═══ Data to process

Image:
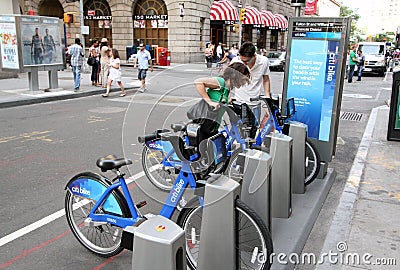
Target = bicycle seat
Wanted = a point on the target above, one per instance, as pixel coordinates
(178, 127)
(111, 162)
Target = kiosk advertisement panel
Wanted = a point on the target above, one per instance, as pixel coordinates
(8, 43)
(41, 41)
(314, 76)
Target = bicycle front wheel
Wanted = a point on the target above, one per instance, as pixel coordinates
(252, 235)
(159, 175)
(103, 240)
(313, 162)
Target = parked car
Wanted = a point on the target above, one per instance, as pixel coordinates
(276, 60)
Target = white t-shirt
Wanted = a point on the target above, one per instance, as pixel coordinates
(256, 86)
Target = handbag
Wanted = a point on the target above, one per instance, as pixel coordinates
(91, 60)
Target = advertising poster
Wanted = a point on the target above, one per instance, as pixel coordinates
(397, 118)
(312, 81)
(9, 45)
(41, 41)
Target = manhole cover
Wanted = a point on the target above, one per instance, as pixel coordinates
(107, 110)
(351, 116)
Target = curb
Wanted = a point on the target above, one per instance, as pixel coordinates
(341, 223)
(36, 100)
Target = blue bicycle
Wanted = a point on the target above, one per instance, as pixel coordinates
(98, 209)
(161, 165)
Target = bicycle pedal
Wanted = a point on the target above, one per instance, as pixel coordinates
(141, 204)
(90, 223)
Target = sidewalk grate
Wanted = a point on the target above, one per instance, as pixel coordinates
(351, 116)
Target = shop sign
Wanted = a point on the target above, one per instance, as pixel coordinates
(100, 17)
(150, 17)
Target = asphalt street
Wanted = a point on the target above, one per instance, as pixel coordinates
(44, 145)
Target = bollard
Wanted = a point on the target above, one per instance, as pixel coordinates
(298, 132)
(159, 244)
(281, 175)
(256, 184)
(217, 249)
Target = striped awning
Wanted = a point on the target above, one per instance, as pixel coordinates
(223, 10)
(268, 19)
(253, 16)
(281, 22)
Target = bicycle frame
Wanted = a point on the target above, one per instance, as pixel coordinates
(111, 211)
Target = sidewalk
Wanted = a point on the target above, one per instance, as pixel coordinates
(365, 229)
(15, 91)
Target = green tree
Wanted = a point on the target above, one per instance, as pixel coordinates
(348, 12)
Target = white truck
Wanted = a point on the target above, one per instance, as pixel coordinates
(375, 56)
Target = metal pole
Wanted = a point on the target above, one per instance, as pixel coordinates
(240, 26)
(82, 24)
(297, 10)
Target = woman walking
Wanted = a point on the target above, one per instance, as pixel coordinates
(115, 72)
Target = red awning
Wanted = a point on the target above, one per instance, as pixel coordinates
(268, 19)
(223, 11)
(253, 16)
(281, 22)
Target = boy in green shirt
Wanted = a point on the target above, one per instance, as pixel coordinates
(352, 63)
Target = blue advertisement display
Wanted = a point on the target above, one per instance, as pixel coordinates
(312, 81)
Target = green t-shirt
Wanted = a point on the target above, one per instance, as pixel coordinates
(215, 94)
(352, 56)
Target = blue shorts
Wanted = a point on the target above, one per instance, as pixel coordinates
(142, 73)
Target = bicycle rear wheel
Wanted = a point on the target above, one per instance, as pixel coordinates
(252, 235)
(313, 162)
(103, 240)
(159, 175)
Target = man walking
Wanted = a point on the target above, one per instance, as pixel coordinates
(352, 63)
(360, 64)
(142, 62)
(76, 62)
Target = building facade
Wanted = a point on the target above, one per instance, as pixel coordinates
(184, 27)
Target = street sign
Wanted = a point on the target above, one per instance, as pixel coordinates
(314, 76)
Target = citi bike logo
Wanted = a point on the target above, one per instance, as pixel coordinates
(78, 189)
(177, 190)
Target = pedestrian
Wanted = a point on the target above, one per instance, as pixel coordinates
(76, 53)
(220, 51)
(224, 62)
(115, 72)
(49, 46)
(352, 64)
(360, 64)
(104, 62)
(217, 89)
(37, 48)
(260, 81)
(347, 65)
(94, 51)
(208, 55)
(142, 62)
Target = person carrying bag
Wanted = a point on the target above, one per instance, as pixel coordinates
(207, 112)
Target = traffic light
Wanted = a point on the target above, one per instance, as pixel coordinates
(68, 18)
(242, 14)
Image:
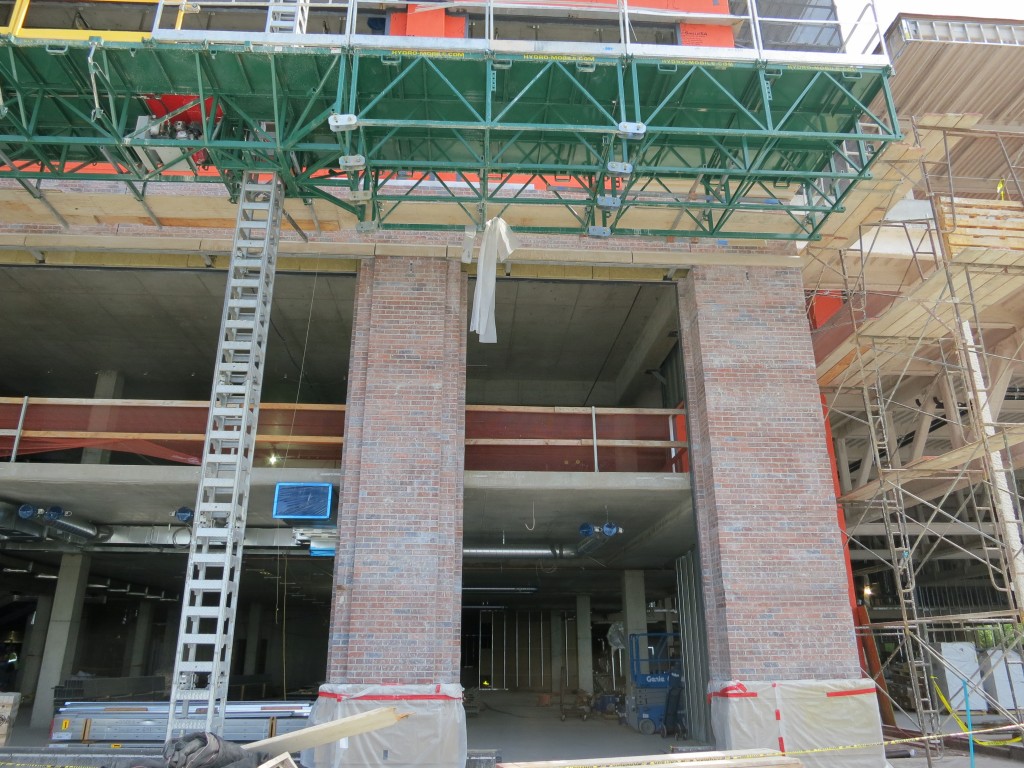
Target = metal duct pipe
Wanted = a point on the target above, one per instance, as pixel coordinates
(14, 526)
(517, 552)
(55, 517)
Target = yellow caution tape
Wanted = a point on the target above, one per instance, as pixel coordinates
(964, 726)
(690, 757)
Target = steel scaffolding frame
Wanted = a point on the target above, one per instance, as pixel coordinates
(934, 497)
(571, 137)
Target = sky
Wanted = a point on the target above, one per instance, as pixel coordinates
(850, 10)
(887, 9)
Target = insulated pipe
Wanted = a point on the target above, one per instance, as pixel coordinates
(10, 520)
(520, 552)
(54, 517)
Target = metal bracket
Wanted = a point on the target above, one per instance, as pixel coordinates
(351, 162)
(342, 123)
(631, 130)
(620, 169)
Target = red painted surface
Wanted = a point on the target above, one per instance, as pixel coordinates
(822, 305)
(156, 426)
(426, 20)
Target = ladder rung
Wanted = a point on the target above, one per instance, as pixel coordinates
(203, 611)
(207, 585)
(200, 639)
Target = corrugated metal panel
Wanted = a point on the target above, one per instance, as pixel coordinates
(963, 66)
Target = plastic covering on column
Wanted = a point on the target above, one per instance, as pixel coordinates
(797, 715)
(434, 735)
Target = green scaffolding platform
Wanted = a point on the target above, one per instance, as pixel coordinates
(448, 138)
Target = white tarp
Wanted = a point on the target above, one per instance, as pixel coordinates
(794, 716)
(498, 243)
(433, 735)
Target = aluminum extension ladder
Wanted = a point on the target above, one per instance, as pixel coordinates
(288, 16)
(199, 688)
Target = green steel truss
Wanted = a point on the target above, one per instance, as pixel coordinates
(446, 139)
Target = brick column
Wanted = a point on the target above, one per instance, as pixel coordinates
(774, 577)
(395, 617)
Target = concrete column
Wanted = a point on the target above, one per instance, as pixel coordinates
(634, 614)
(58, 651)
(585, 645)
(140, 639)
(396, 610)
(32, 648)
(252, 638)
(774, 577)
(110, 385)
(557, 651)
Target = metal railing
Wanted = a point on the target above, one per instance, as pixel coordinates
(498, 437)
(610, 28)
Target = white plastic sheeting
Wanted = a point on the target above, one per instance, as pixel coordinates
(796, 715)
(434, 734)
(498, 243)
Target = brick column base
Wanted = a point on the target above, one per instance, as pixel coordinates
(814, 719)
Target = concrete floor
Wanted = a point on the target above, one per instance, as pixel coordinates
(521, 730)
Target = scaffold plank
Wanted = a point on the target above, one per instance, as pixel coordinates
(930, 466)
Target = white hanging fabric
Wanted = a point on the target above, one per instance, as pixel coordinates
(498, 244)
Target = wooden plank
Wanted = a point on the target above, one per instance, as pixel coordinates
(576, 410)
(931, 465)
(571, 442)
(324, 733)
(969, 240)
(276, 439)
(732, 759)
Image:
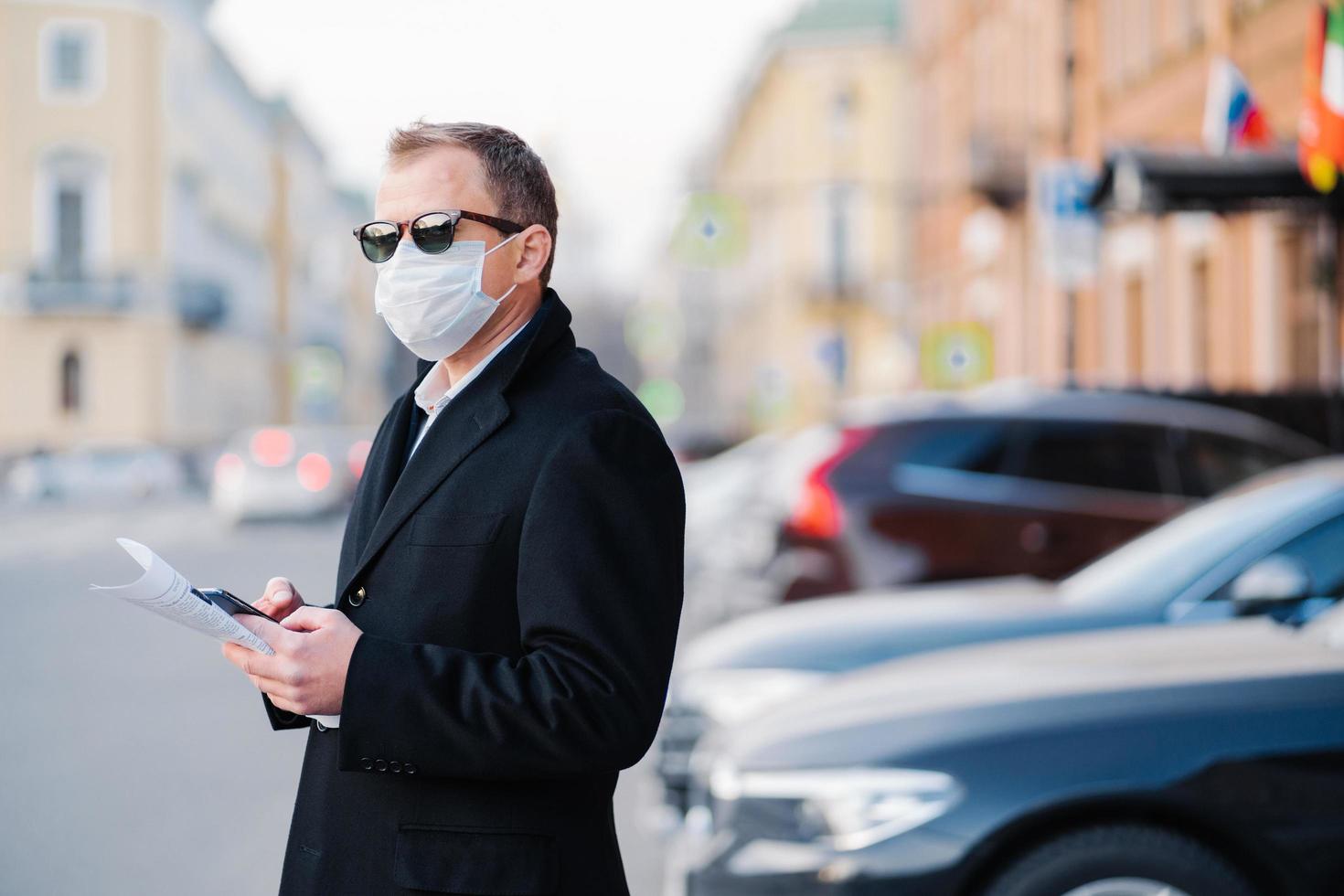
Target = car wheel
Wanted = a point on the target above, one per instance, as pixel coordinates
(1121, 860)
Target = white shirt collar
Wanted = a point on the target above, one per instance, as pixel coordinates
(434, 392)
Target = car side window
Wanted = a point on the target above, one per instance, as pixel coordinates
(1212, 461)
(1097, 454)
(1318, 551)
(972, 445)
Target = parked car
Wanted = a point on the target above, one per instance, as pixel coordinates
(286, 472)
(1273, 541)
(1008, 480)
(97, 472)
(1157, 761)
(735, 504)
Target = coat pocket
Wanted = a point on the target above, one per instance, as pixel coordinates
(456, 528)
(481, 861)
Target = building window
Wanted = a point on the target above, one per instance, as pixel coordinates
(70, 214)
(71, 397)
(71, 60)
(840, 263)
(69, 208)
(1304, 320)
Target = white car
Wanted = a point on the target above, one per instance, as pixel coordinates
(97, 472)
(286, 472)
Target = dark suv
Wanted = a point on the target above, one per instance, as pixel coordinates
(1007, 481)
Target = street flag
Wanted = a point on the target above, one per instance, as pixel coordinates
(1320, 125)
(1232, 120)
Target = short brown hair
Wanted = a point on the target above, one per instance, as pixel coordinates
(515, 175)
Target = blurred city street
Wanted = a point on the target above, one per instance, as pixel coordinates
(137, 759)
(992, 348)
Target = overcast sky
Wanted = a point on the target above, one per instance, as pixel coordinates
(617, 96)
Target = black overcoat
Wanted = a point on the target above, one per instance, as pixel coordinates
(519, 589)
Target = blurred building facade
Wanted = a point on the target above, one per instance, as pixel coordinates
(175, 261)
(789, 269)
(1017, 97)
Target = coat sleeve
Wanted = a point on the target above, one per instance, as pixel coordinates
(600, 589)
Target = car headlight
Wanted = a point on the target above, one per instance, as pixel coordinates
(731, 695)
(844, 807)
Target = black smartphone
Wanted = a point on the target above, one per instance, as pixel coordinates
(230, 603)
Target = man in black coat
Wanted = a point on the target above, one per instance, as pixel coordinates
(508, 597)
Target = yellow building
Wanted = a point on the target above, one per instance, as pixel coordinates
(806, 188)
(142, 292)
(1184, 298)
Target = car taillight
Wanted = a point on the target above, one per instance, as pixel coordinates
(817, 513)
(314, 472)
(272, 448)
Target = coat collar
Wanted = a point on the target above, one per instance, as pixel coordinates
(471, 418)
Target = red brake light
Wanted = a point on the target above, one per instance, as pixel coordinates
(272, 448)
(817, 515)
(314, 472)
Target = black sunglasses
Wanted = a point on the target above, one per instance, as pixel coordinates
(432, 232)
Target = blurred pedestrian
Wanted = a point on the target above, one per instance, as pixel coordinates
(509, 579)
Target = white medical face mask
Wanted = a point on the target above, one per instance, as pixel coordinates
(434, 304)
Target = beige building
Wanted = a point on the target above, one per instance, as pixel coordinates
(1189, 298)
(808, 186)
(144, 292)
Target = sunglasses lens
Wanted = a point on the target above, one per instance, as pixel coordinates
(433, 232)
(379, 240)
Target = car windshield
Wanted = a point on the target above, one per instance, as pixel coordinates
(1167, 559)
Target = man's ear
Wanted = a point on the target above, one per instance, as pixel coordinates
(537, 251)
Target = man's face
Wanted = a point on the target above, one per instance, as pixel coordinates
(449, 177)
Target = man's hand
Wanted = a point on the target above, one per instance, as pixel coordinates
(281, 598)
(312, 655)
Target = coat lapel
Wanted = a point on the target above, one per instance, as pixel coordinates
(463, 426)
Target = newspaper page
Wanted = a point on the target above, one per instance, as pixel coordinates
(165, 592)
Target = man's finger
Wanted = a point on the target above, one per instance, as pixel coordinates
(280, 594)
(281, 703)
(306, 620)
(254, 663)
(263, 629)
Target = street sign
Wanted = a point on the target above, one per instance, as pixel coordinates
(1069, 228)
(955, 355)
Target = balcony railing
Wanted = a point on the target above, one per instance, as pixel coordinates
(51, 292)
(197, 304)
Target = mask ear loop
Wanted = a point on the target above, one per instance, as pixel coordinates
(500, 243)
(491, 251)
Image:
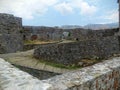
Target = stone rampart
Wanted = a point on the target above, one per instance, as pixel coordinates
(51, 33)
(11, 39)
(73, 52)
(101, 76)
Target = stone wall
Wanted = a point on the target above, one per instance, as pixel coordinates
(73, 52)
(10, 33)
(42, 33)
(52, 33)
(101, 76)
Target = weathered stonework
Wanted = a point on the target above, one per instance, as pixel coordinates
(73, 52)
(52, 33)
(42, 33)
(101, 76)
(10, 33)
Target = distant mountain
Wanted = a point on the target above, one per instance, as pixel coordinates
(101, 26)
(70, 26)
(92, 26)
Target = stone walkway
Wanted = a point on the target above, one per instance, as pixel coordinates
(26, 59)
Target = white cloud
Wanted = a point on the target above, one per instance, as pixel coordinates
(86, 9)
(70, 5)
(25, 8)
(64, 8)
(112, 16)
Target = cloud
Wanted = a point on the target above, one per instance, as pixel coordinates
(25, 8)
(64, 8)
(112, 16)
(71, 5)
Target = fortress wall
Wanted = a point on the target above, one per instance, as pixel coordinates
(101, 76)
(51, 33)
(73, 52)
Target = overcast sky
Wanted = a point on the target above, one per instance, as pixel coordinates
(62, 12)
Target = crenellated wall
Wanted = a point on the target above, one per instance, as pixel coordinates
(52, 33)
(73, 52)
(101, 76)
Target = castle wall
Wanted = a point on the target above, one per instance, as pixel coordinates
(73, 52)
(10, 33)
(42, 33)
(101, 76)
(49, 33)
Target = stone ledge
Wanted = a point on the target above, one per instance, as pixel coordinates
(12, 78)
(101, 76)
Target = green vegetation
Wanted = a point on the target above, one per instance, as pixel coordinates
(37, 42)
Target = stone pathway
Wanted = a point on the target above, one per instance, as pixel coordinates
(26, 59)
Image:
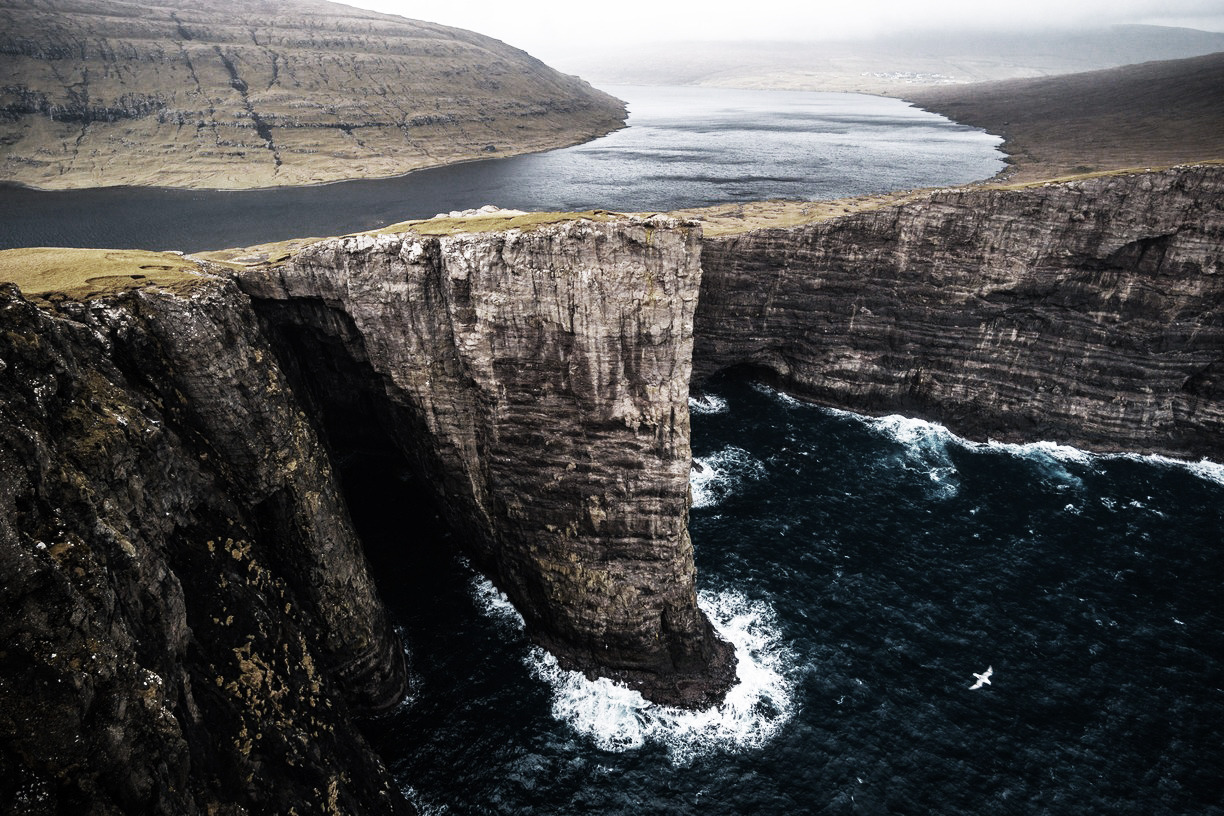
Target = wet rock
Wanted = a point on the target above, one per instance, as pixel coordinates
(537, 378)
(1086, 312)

══════

**Exercise description**
Beginning at the line that contains "Target = distant mountain", copy each remaining line of the records exactly, through the final one. Omit the pictures.

**Response below**
Target = distant mountain
Wanted = a point on the target above, one per instance, as pixel coordinates
(101, 26)
(70, 26)
(92, 26)
Target = stone walkway
Wanted = a point on the target above, one per instance, as pixel coordinates
(26, 59)
Target = white cloud
Wanted = a point on the target above, one per instance, as pixel coordinates
(86, 9)
(70, 5)
(25, 8)
(64, 8)
(112, 16)
Target = cloud
Wanted = a point on the target above, one per instance, as pixel coordinates
(25, 8)
(64, 8)
(112, 16)
(71, 5)
Target = fortress wall
Wanted = a point on the target above, one per instance, as pixel coordinates
(101, 76)
(51, 33)
(73, 52)
Target = overcast sky
Wanted = a point on the target above, one per instance, as pixel coordinates
(62, 12)
Target = crenellated wall
Wanted = a point on the target above, one per instance, as pixel coordinates
(52, 33)
(73, 52)
(101, 76)
Target = castle wall
Wanted = a point on the target above, one per instance, as pixel coordinates
(73, 52)
(10, 33)
(42, 33)
(101, 76)
(49, 33)
Target = stone ledge
Wanted = a point on the target above, one per instance, as pixel coordinates
(12, 78)
(101, 76)
Target = green vegetation
Wanted = a point on the target above, one per instance, as pixel coordinates
(37, 42)
Target = stone pathway
Wanted = a point on the target above, one per instance, as pixel coordinates
(26, 59)
Image:
Target = wet rock
Wanted = a point on the target above, one per instance, as pixel coordinates
(537, 378)
(1086, 312)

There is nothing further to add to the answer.